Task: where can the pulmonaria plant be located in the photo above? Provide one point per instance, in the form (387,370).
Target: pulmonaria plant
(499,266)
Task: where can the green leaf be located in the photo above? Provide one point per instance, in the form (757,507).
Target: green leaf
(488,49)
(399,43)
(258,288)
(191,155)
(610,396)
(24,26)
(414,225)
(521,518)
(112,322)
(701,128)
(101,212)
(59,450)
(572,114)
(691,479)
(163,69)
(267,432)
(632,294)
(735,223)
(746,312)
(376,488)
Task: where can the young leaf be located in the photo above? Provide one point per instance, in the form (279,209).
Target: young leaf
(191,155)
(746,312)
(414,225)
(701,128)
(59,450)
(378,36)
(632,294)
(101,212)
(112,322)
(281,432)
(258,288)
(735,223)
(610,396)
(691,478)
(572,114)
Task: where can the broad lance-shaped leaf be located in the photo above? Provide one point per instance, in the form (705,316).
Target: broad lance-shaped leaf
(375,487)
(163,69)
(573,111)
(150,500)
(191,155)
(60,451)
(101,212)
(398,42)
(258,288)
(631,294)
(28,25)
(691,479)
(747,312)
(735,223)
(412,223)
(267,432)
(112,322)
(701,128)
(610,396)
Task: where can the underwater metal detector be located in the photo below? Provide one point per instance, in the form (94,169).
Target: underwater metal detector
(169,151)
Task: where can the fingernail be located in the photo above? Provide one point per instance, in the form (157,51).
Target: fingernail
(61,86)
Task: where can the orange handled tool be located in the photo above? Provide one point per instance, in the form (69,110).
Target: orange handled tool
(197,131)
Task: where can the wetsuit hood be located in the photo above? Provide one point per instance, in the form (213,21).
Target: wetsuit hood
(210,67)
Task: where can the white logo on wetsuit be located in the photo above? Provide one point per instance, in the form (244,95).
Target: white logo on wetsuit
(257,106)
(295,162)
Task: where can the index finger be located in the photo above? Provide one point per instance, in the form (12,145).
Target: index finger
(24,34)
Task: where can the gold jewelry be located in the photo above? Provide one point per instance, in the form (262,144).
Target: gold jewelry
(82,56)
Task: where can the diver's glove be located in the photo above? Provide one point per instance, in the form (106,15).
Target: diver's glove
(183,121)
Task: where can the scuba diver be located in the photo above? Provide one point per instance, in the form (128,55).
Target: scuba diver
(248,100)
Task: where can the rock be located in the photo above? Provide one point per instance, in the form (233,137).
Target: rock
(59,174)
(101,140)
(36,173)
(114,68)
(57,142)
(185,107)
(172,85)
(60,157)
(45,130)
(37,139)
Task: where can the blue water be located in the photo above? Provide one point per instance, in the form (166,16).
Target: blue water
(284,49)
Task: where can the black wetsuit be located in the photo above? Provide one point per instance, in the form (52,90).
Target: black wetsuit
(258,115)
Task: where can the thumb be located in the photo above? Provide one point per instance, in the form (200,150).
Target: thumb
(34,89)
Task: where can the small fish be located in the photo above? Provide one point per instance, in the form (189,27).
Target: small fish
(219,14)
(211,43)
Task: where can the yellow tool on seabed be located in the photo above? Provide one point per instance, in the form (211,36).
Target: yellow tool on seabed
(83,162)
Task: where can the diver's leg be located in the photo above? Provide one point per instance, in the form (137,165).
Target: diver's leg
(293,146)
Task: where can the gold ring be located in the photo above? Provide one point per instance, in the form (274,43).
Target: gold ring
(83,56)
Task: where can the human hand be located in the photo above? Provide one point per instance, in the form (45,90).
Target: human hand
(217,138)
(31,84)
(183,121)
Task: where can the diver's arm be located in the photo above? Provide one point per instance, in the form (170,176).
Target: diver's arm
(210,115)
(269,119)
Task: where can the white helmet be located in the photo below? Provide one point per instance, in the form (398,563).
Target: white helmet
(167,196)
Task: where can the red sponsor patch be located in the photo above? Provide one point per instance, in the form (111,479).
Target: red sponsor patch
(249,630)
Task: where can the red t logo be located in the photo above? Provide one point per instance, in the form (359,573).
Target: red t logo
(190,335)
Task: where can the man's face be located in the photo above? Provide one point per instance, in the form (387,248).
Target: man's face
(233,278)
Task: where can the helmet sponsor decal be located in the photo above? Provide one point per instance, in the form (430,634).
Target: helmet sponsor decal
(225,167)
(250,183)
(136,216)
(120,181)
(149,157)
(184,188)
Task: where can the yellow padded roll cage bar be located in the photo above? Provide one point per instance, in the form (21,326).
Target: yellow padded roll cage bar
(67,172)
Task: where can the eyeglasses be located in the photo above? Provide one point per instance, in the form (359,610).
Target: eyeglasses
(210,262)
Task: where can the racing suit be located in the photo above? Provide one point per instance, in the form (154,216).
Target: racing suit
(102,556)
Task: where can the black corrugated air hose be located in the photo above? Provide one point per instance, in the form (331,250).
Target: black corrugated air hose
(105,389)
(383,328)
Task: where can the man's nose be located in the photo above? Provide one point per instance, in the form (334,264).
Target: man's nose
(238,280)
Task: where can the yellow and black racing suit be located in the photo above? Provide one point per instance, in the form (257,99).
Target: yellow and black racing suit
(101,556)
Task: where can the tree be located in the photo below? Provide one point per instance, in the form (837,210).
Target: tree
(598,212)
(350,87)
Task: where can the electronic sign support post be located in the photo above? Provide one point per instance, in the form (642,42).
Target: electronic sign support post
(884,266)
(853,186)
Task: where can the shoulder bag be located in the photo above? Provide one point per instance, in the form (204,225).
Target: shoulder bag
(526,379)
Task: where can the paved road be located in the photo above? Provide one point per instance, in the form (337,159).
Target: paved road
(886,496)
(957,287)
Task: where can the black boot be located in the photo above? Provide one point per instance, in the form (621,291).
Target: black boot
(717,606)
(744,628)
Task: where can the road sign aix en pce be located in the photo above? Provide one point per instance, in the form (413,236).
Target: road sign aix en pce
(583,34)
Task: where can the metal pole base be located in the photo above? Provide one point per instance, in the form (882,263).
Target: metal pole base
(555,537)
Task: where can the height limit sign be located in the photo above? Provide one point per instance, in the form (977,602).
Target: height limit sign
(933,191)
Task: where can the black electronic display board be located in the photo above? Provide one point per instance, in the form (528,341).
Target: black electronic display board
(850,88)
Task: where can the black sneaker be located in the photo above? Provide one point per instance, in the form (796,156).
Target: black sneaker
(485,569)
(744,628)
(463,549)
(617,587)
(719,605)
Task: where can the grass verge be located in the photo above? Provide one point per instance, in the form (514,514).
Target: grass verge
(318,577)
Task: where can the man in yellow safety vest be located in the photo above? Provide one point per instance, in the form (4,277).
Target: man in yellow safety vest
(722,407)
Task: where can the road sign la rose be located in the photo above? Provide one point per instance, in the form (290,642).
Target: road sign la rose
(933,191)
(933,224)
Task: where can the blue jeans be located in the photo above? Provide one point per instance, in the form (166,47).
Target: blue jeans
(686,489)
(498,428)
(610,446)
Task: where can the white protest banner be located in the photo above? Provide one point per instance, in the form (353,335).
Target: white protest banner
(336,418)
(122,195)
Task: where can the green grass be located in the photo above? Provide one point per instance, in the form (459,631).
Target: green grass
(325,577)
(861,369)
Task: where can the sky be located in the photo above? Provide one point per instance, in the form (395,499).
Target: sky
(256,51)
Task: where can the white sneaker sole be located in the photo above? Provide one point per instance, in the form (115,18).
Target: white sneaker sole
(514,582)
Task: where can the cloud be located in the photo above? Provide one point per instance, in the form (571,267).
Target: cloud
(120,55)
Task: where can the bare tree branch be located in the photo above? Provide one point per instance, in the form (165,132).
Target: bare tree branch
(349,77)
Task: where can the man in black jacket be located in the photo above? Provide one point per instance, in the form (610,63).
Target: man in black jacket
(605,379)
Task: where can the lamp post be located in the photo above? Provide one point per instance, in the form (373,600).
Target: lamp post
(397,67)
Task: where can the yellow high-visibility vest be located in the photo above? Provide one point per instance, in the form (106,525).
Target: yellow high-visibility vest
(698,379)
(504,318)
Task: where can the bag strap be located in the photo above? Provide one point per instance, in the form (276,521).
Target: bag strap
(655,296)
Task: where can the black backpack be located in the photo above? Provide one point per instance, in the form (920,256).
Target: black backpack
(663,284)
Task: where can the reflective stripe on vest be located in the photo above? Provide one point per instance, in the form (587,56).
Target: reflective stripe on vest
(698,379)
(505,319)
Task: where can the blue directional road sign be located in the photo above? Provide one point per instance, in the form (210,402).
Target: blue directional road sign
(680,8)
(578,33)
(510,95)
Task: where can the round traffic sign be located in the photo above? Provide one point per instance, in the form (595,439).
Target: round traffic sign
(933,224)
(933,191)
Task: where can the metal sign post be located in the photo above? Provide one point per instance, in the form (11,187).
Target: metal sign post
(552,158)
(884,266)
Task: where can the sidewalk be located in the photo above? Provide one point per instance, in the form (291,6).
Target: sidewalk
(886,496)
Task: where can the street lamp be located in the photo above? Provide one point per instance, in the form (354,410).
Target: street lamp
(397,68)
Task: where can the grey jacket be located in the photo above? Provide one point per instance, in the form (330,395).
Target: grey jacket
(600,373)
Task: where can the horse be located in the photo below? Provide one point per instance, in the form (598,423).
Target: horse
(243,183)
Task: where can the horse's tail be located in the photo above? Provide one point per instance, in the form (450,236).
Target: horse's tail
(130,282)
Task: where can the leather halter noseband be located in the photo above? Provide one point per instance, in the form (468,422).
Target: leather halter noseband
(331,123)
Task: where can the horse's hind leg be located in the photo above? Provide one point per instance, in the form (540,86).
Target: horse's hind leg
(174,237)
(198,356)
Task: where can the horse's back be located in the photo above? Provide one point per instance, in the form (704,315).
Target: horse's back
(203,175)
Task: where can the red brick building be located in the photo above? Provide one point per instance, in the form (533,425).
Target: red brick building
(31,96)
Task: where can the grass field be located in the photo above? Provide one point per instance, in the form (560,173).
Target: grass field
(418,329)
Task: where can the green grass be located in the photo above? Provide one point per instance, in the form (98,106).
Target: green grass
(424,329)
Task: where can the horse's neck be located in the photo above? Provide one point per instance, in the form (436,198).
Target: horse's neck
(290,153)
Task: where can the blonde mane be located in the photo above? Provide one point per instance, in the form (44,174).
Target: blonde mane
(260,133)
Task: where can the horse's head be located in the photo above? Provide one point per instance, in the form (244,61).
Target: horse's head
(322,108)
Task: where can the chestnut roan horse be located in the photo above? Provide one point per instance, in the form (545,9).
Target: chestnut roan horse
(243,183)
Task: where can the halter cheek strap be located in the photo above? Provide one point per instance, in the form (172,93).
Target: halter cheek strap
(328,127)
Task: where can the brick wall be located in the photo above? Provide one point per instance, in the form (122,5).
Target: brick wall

**Problem description:** Work out how many lines in the material above include the word "below", and write down that number alone.

**Task answer:** 4